Task goal: Go through the listing beneath and show each line containing the string "model".

Supplied records:
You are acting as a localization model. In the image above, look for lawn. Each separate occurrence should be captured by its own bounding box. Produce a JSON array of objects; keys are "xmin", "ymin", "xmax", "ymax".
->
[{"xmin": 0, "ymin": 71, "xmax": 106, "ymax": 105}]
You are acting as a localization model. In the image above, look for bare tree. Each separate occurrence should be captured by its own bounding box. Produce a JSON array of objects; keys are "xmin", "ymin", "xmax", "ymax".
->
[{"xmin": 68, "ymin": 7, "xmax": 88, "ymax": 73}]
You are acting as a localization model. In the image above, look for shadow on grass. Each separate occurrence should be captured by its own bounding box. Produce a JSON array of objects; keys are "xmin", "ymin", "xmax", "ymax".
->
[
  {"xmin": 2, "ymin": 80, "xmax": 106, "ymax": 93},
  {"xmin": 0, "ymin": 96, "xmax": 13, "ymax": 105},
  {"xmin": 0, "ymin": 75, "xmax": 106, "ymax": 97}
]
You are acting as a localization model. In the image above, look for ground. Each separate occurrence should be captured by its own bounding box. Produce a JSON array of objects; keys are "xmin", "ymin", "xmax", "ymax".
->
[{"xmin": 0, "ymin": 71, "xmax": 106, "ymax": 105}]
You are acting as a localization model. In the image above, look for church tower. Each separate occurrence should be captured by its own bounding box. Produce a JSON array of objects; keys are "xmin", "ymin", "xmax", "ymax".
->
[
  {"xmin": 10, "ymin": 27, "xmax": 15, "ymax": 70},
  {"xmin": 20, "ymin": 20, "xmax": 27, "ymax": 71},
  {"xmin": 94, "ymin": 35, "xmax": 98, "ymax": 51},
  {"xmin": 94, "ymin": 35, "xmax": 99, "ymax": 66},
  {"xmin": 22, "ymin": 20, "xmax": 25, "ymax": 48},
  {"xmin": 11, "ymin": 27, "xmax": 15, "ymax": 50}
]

Exercise response:
You are acting as a localization model. In the image above, look for lawn. Each separate occurrence should be captured by its own bounding box. Produce a JSON array of objects; keys are "xmin", "ymin", "xmax", "ymax".
You are acting as a localization model. In the image above, look for bare tree. Each separate occurrence should be captured by its own bounding box. Produce a JSON array of objects; keys are "xmin", "ymin", "xmax", "ymax".
You are acting as a localization model. In the image above, look for shadow on grass. Each separate occurrence should be captured by its own bounding box. Produce a JSON array of objects; keys are "xmin", "ymin", "xmax", "ymax".
You are acting as a localization model. In the image above, look for ground. Each separate occurrence should be captured by its own bounding box. Produce a JSON array of objects; keys are "xmin", "ymin", "xmax", "ymax".
You are acting as a localization model. In the image above, look for church tower. Each separate occurrence should be captured by its own bounding box. Produce a JSON array of objects; keys are "xmin", "ymin", "xmax", "ymax".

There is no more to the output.